In the listing that follows, how many lines include the word "nose"? Only the number is wanted.

(Given records)
•••
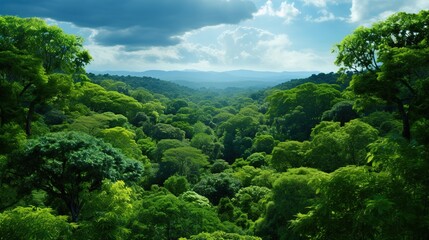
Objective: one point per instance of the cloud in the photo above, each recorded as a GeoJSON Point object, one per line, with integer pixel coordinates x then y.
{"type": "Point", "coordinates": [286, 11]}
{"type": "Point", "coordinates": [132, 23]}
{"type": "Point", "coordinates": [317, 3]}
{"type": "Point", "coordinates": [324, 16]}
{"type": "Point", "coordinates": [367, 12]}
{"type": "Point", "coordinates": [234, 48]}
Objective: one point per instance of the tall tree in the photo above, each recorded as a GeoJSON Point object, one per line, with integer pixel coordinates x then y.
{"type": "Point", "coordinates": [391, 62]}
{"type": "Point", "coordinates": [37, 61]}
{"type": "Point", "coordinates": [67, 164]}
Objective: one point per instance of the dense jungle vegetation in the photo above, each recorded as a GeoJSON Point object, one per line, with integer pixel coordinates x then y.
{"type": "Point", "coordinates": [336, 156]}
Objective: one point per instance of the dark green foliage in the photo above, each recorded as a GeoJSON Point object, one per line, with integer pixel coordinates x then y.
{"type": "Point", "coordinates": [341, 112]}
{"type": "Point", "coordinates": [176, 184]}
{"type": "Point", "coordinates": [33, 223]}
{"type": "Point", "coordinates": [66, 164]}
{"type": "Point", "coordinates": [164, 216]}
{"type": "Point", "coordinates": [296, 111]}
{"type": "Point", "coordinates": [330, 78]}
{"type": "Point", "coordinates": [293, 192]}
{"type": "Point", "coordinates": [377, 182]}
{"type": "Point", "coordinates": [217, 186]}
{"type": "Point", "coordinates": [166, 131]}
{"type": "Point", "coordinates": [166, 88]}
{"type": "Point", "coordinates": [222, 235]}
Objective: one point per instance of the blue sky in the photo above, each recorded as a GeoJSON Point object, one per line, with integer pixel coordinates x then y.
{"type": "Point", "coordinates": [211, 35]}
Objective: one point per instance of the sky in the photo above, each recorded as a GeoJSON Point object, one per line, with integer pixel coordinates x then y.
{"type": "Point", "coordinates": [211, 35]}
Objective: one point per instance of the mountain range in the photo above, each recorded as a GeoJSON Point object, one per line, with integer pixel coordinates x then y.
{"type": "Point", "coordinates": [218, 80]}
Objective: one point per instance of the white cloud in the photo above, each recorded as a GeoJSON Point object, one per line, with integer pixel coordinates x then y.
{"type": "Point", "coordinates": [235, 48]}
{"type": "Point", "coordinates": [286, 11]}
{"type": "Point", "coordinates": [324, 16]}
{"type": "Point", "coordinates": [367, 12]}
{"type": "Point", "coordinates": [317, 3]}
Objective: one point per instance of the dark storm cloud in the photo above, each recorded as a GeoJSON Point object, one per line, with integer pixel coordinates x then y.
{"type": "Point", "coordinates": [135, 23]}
•••
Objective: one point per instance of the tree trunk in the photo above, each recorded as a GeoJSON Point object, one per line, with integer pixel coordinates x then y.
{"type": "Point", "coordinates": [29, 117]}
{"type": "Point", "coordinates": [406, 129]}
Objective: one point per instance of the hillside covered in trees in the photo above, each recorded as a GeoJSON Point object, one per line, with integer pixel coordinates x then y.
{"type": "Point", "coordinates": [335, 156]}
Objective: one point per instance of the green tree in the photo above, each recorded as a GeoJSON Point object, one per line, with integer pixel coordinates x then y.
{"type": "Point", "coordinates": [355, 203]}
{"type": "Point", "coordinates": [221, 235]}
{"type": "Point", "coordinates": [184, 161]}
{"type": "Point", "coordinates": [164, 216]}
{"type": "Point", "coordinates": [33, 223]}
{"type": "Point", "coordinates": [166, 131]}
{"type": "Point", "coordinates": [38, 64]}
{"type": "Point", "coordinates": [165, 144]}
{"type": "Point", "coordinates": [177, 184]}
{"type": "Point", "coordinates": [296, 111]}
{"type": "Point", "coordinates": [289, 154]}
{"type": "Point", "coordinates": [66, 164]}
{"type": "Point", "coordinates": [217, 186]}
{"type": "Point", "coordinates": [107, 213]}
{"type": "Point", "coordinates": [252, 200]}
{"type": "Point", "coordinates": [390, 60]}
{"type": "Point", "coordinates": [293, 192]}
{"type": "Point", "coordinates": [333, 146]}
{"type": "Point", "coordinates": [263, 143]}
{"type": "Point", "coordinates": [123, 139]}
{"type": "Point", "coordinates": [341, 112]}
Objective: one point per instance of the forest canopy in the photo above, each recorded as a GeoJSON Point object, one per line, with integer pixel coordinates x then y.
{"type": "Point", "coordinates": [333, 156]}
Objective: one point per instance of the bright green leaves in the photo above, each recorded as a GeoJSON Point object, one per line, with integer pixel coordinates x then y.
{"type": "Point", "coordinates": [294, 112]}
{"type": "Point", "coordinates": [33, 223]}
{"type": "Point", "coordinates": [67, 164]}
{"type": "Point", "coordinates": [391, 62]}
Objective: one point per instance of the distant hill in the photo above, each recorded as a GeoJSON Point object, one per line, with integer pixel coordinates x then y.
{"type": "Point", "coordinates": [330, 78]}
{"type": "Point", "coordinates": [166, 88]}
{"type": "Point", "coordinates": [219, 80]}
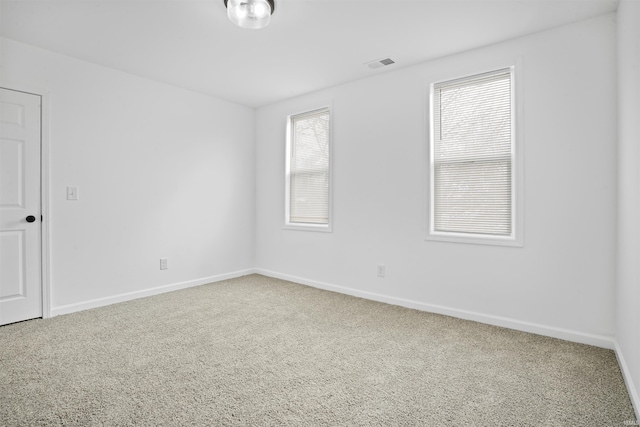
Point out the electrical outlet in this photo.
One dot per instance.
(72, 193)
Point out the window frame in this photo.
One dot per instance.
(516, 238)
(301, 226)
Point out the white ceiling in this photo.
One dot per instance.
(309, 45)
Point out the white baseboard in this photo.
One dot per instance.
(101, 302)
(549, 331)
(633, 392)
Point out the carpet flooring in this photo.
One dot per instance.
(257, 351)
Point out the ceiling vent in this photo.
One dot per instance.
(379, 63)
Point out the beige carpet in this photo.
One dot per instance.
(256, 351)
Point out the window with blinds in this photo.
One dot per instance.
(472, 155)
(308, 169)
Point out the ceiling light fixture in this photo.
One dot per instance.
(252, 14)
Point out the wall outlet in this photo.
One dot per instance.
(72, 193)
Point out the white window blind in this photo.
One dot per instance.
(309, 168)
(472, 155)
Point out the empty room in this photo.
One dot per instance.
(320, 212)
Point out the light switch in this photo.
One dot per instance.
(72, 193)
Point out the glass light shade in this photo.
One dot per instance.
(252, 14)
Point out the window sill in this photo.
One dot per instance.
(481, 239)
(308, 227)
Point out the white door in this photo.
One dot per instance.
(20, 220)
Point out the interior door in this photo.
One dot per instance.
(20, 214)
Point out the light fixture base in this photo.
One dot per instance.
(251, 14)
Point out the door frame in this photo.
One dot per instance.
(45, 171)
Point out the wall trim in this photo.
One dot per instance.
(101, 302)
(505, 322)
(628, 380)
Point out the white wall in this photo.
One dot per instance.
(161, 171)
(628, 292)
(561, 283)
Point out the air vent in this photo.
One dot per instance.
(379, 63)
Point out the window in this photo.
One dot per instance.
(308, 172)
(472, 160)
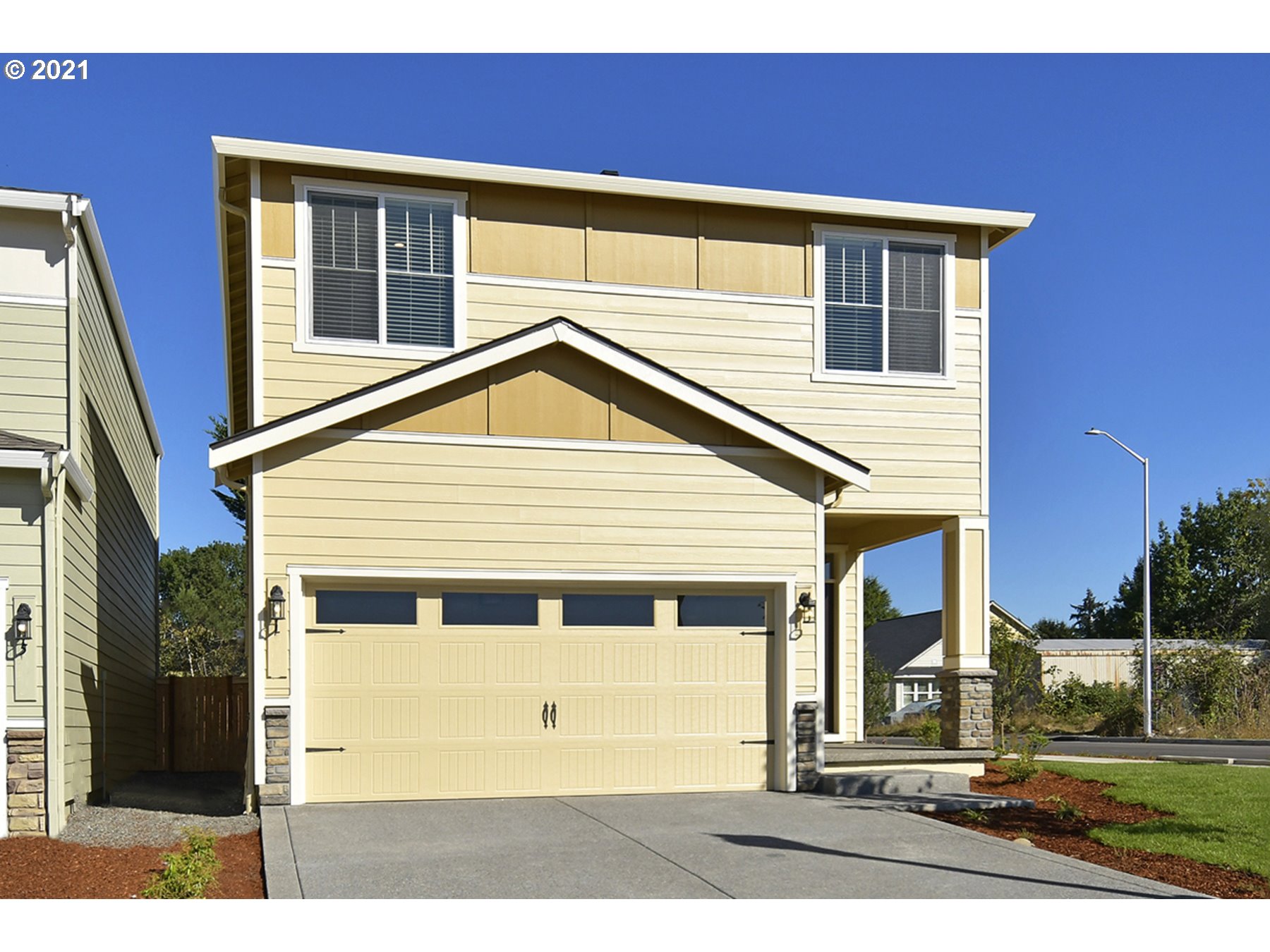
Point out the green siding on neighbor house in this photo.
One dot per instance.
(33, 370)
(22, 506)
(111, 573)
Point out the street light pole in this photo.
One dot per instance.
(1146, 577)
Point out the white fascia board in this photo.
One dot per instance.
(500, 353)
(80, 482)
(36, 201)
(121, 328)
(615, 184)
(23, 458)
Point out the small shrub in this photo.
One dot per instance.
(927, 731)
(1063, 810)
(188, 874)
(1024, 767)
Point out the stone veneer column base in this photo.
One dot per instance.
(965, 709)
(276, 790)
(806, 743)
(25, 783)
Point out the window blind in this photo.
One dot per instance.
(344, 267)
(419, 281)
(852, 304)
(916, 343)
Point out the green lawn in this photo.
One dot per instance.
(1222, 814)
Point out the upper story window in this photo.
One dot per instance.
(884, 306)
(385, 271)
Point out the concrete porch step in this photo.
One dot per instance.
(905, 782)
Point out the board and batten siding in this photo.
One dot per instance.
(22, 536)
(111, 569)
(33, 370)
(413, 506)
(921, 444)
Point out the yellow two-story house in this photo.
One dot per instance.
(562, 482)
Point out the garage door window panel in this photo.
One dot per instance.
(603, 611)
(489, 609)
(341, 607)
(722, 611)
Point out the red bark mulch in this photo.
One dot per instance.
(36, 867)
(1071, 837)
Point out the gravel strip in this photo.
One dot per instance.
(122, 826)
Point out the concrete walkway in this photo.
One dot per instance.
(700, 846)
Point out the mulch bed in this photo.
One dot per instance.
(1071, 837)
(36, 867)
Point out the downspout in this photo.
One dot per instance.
•••
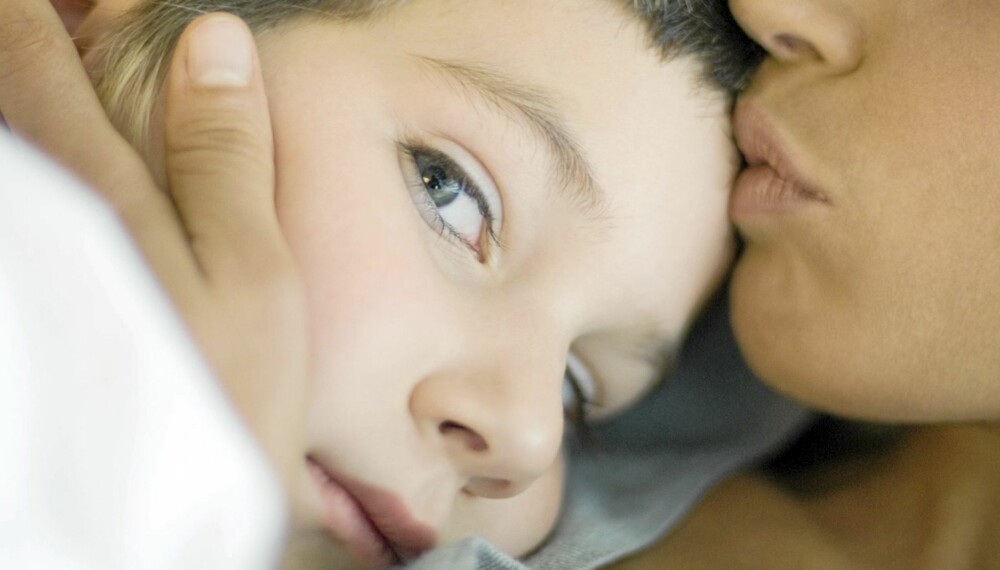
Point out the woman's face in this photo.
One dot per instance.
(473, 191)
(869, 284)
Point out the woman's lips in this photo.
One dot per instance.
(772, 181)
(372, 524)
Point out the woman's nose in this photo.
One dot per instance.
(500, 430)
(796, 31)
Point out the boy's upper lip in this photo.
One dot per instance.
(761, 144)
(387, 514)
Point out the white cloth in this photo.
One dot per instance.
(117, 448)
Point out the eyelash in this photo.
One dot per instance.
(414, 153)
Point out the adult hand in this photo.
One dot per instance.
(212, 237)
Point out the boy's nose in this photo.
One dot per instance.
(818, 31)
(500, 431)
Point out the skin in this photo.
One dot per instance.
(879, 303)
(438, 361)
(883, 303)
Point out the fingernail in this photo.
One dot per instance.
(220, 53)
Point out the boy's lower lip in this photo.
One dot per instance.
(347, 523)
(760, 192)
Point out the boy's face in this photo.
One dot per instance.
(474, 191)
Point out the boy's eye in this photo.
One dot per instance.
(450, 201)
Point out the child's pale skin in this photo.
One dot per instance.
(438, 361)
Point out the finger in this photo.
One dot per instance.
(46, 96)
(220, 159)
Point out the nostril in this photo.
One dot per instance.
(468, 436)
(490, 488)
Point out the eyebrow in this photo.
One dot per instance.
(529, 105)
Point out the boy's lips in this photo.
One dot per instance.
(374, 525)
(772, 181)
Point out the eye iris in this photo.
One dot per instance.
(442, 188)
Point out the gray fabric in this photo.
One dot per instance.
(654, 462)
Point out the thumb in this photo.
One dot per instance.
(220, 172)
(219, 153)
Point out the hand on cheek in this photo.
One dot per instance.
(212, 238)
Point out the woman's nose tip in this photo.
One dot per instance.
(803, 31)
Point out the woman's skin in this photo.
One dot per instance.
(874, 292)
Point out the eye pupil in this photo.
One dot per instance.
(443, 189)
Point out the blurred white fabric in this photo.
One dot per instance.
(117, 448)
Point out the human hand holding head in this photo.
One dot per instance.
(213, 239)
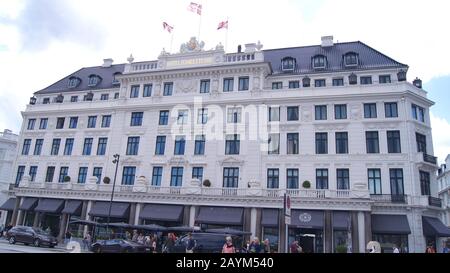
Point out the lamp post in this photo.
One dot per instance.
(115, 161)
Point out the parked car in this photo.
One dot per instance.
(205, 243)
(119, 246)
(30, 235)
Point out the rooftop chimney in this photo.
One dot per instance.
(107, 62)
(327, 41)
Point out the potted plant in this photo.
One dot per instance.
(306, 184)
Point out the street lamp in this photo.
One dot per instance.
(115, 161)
•••
(Your response) 3